Identify each line below containing the string "instance" and copy it.

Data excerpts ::
>>>>>
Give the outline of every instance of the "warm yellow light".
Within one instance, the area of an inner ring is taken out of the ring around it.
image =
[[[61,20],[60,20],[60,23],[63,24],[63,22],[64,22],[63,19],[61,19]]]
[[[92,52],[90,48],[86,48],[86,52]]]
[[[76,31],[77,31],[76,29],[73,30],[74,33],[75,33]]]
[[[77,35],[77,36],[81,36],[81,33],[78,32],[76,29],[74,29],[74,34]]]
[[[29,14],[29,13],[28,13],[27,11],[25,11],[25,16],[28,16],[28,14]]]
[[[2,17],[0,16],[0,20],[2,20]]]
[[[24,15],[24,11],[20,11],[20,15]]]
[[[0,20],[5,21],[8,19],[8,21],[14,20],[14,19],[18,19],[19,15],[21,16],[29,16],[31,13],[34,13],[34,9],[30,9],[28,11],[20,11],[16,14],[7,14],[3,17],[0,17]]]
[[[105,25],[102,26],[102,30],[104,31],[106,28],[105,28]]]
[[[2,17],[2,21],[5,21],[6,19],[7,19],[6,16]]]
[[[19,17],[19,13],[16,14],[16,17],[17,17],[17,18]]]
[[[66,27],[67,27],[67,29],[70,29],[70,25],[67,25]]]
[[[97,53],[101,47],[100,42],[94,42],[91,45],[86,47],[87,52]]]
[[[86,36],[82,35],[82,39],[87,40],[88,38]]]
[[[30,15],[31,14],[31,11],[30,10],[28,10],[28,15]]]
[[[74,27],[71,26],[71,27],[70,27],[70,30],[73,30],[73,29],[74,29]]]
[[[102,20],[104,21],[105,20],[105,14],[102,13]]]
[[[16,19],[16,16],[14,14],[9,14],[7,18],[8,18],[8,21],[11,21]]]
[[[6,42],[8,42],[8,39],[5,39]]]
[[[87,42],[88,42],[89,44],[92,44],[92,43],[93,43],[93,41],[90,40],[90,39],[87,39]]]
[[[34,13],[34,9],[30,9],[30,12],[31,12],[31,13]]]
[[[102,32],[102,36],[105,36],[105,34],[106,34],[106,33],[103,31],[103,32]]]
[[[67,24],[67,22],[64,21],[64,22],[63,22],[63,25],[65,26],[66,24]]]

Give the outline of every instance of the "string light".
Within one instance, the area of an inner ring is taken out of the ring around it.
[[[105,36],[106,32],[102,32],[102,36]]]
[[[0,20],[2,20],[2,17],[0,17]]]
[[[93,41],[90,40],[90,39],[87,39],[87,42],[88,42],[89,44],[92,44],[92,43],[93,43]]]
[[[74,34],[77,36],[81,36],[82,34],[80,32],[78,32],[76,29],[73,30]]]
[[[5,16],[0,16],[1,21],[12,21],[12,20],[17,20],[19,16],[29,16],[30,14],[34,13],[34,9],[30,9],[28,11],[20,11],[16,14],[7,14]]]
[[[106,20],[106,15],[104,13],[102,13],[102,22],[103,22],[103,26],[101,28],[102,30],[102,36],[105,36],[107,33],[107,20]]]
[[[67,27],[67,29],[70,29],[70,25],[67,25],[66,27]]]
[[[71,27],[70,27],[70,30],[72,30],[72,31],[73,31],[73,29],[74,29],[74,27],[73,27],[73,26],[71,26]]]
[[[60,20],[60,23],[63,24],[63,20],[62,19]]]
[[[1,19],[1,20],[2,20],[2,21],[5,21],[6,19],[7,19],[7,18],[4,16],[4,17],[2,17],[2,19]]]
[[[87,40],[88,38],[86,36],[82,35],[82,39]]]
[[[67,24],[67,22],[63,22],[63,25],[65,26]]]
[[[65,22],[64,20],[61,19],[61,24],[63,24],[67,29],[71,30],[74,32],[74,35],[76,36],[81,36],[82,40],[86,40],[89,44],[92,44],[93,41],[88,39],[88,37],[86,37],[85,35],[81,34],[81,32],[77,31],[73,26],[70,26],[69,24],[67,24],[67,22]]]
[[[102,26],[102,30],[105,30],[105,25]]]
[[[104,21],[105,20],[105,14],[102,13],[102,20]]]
<<<<<
COMPLETED TASK ::
Give the outline of every instance of the "warm yellow light".
Within one instance, the area of an inner ring is taken out of the ring around it.
Give the outline of every instance of the "string light".
Within one instance, the area of an inner ring is taken out of the ring around it.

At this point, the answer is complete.